Referring expression data:
◆ ◆ ◆ ◆ ◆ ◆ ◆

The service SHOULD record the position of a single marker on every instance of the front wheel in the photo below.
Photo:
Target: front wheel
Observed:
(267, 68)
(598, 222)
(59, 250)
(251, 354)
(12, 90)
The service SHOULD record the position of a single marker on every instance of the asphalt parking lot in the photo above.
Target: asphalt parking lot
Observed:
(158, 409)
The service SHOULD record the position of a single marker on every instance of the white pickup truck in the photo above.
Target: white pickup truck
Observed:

◆ ◆ ◆ ◆ ◆ ◆ ◆

* _Problem statement_
Check each line of the data for "above". Copy the lines where it turns up.

* _Solution to this problem_
The service SHOULD record the position of a single marker on every instance of the asphalt parking lot in the photo above.
The service SHOULD record the position of a single marker on every instance of the white pickup truck in the photo above.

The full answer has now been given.